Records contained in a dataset
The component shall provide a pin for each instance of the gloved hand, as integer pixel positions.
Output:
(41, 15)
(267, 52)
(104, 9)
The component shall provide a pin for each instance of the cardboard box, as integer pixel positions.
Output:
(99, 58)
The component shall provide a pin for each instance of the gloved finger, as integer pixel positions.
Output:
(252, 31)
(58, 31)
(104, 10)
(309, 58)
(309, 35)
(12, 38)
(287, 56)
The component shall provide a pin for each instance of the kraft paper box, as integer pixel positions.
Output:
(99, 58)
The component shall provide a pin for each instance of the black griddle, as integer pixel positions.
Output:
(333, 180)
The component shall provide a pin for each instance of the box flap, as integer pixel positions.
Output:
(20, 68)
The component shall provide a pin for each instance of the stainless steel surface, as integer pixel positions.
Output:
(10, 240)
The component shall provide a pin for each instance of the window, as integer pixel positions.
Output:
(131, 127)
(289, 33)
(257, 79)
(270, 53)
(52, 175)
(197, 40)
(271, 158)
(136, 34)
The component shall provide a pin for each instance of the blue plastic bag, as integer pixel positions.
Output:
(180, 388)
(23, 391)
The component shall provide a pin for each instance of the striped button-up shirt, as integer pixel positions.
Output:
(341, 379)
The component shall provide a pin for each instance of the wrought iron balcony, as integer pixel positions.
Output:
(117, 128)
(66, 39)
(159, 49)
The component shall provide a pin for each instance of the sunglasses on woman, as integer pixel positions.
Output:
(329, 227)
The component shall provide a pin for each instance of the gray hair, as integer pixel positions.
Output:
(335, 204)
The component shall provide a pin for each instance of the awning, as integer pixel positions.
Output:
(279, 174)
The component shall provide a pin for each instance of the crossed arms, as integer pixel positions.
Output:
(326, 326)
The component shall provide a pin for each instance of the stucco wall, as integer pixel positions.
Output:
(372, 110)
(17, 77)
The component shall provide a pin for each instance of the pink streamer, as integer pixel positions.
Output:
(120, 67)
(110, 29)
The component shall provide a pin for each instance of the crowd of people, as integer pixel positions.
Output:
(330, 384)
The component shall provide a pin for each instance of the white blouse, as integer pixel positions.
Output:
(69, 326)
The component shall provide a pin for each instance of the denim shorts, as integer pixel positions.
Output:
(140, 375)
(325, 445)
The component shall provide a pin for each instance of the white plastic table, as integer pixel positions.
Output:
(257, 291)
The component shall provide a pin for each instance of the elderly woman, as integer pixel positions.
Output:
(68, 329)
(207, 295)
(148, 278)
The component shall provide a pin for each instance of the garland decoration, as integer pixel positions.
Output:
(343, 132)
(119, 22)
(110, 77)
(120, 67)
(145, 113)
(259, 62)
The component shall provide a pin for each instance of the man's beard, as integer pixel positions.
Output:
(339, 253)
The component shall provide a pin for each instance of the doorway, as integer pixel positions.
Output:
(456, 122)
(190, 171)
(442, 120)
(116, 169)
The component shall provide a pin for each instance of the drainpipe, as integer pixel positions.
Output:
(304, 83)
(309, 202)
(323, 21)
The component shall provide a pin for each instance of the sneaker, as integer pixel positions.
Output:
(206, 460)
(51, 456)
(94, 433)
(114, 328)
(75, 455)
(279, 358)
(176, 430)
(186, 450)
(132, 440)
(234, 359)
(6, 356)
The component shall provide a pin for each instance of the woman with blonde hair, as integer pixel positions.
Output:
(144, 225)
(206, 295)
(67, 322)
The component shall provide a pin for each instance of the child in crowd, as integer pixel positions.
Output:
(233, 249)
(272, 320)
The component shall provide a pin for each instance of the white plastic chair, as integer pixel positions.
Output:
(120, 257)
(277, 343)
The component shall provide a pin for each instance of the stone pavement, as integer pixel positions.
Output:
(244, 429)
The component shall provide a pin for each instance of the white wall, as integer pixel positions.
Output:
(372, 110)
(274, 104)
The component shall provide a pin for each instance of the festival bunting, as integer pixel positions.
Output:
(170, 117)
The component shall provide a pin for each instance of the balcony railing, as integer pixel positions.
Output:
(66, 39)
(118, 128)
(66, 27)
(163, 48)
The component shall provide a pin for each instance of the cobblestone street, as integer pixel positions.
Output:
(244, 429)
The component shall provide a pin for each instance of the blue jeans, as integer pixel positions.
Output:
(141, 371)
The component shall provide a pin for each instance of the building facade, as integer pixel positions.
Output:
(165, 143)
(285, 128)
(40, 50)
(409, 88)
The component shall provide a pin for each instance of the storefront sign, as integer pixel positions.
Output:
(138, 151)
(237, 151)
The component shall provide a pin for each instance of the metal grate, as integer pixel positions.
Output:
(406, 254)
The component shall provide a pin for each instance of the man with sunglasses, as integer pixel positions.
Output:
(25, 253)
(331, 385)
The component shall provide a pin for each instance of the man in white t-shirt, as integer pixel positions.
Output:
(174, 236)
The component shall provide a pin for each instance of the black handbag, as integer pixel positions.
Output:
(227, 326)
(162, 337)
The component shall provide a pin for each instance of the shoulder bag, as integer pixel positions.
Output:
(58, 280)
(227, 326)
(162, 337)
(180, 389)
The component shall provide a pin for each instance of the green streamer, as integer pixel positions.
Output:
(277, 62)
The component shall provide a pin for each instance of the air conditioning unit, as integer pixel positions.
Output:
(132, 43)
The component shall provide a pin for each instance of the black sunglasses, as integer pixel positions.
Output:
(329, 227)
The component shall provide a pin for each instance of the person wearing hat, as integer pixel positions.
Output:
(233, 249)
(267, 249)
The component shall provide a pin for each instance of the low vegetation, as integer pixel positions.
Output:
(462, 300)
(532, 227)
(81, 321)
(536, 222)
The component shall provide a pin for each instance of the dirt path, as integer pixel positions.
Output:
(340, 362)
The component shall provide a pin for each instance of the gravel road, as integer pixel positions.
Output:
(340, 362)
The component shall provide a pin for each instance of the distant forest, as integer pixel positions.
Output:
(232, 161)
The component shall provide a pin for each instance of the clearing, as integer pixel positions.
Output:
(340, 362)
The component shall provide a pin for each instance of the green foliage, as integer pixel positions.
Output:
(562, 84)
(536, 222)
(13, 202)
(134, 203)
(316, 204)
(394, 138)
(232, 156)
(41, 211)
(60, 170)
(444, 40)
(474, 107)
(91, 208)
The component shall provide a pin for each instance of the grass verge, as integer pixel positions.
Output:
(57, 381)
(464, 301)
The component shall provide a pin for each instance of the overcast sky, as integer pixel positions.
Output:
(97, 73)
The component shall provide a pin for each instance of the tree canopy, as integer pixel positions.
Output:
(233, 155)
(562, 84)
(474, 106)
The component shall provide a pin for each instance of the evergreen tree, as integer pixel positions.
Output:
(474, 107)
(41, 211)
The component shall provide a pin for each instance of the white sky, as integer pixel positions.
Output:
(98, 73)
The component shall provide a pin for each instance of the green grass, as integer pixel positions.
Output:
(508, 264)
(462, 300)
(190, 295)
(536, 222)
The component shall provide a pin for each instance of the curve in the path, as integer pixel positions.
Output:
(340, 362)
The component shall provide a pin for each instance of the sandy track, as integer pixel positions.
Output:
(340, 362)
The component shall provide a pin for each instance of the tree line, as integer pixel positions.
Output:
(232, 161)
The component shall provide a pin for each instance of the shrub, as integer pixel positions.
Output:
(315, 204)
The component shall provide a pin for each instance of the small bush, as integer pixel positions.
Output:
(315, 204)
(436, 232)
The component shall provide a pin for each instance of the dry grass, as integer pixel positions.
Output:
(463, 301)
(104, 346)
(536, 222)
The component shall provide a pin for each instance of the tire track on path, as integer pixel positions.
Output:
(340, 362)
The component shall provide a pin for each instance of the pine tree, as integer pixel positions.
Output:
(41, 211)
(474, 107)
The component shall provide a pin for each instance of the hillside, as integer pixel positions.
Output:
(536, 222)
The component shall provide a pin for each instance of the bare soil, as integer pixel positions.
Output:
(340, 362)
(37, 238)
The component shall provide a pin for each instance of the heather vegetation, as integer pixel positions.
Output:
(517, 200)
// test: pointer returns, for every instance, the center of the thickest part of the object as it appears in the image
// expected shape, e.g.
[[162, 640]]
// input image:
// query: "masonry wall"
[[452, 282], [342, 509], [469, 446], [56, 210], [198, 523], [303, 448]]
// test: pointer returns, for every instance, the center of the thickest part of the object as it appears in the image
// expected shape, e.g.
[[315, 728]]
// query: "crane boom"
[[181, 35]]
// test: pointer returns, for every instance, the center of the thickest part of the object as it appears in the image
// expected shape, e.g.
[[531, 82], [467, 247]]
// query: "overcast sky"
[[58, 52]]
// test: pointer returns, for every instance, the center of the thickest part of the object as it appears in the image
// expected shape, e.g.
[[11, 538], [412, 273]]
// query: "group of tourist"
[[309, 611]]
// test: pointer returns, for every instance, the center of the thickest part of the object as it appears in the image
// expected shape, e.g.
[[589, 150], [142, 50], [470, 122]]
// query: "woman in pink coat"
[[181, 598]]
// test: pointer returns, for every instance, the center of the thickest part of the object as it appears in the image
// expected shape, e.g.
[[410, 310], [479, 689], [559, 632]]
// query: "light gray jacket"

▶ _Task brief_
Scanning the data above, copy out every line where "shirt" is found.

▶ _Result_
The component shall provide a pin for each instance of the striped button-up shirt, as integer pixel positions.
The component shall provide a pin for each instance of the man in white t-shirt, as integer pixel positions.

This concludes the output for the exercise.